■ **Texto dado**
————

          Cuando se reza en el credo cristiano que Jesús descendió a los infiernos, se quiere expresar que conoció la soledad extrema y el abandono absoluto, hasta por parte de su Padre (cf. Mc 15,34). Él pasó efectivamente por el valle de la sombra de la muerte, por el infierno de la condición humana. Es consolador, entonces, oír la palabra del Buen Pastor: “no temas, yo estoy contigo”.

          Nuestro gran novelista João Guimarães Rosa en Grande Sertão: Veredas bien observó: “vivir es peligroso”. Nos sentimos expulsados del jardín del Edén. Estamos siempre buscando construir un paraíso posible. Vivimos haciendo travesías arriesgadas. Nos acechan amenazas por todas partes. Y en este momento con el virus, como nunca antes.

          Por más que nos esforcemos y las sociedades se organicen para ello, nunca podemos controlar todos los factores de riesgo. La Covid-19 nos ha mostrado la imprevisibilidad y nuestra vulnerabilidad. Por eso es dramática y a veces trágica la travesía humana. Al final, cuando se trata de asegurar nuestra vida, nos vemos forzados a confiarnos, más allá de la medicina y de la técnica, a un Mayor que puede llevarnos “a verdes praderas y fuentes tranquilas”, a Dios-Buen-Pastor. Esa entrega supera la desesperanza.
————
■ **Tus tareas**
1/ Indica si cada afirmación coincide con el texto sobre el Buen Pastor y la Covid-19. Responde sí o no y cita literalmente las palabras del texto que lo deciden. (a) La Covid-19 ha mostrado nuestra vulnerabilidad. (b) Si las sociedades se organizan bien, pueden controlar todos los factores de riesgo. (c) La frase "vivir es peligroso" se atribuye a João Guimarães Rosa.
2/ Prosigue, por favor, el texto sobre el Buen Pastor y la Covid-19 a partir de su última frase.
————
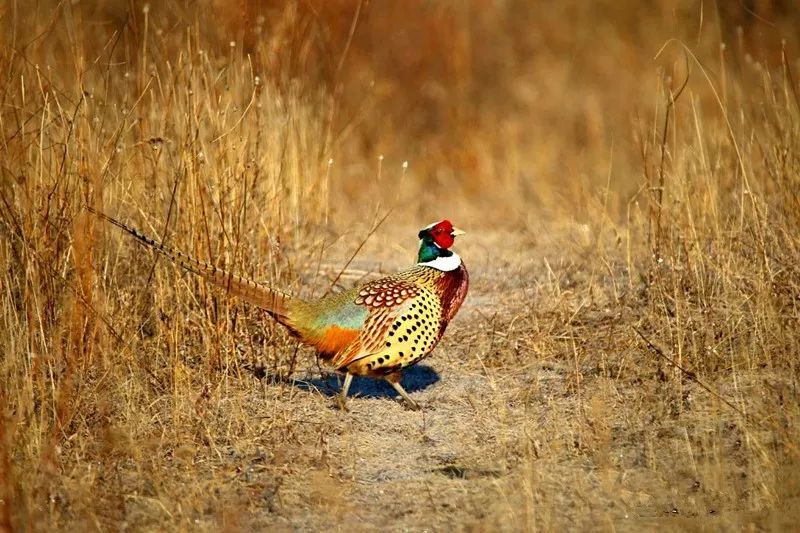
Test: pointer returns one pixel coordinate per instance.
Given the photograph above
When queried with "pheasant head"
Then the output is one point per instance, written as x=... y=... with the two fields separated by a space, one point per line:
x=435 y=243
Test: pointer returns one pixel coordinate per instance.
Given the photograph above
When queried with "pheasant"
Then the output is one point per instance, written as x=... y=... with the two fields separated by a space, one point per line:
x=375 y=330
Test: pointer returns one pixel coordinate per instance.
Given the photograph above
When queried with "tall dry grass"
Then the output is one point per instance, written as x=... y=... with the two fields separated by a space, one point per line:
x=259 y=135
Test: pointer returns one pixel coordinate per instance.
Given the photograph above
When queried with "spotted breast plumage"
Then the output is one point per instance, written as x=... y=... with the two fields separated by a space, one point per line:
x=374 y=330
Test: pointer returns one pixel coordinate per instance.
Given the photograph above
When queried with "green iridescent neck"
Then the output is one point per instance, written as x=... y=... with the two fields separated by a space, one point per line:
x=428 y=251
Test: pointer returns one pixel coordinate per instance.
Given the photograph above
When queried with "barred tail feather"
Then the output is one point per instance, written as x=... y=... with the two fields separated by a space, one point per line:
x=274 y=301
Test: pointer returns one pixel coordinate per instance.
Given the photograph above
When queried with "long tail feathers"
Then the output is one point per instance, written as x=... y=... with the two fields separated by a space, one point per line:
x=272 y=300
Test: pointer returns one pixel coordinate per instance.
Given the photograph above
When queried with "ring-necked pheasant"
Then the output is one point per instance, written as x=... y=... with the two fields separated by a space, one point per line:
x=374 y=330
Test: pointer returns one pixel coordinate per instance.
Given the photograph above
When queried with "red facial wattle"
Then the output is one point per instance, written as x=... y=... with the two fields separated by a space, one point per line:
x=442 y=234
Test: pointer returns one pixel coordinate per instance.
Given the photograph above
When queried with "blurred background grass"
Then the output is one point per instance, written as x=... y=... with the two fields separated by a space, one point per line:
x=270 y=136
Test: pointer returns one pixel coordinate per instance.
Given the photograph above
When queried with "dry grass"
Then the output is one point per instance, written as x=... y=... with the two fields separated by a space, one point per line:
x=627 y=355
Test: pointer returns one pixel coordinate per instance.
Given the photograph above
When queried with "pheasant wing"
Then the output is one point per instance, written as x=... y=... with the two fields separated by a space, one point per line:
x=402 y=325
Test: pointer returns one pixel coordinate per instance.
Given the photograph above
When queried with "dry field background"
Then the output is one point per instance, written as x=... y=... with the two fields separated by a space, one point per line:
x=628 y=174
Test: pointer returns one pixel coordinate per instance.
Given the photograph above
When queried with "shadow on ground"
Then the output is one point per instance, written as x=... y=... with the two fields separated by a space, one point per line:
x=416 y=378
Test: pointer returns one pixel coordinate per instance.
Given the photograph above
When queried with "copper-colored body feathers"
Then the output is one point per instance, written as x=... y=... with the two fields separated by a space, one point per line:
x=375 y=330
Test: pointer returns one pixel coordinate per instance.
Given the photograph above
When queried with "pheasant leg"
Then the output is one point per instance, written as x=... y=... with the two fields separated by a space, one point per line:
x=342 y=400
x=394 y=380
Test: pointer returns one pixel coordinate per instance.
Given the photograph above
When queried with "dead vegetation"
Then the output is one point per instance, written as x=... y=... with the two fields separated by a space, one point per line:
x=627 y=357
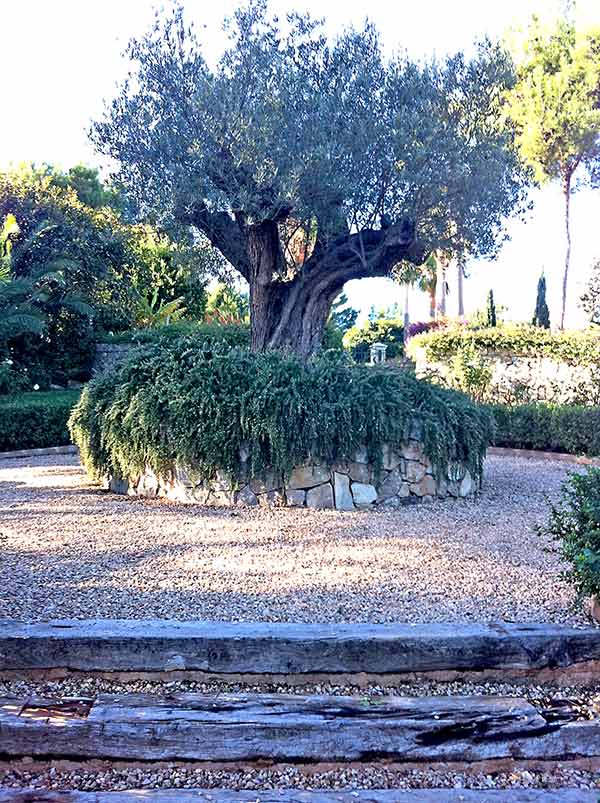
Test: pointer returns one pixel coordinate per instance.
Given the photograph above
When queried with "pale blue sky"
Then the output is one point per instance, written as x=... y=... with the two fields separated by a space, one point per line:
————
■ **Respuestas por tarea**
1/
(a) Sí: «La Covid-19 nos ha mostrado la imprevisibilidad y nuestra vulnerabilidad.»
(b) No: «Por más que nos esforcemos y las sociedades se organicen para ello, nunca podemos controlar todos los factores de riesgo.»
(c) Sí: «Nuestro gran novelista João Guimarães Rosa en Grande Sertão: Veredas bien observó: “vivir es peligroso”.»

2/
          Alarguemos un poco el horizonte: un gran dramatismo pesa sobre el futuro de la vida y de la biosfera. Miles de especies están desapareciendo por causa de la codicia y la falta de cuidado humano. El calentamiento creciente del Planeta unido a la escasez de agua potable puede confrontarnos con una crisis dramática de alimentación. Puede darse el desplazamiento de millones de personas en busca de su supervivencia, amenazando el ya frágil equilibrio político y social de las naciones.

          Aquí cabe invocar de nuevo al Pastor del universo, Aquel que tiene poder sobre el curso de los tiempos y de los climas, para que cree situaciones oportunas y suscite el sentido de la solidaridad y de la responsabilidad en los pueblos y en los jefes de Estado.

          Lo que hoy destruye nuestra alegría de vivir es el miedo. Es consecuencia de un tipo de sociedad que se ha construido en los últimos siglos asentada sobre la competición y no sobre la cooperación, sobre la voluntad de acumulación de bienes materiales, el consumismo, y sobre el uso de la violencia como forma de resolver los problemas personales y sociales.

          Lo que invalida el miedo y sus secuelas es el cuidado de unos a otros, especialmente ahora, para no contaminarnos con el virus ni contaminar a los otros. El cuidado es fundamental para entender la vida y las relaciones entre todos los seres. Sin cuidado la vida no nace ni se reproduce. Cuidar de alguien es más que administrar sus intereses, es implicarse afectivamente con él/ella, preocuparse por su bienestar, sentirse corresponsable de su destino. Por eso, todo lo que amamos también lo cuidamos y todo lo que cuidamos también lo amamos.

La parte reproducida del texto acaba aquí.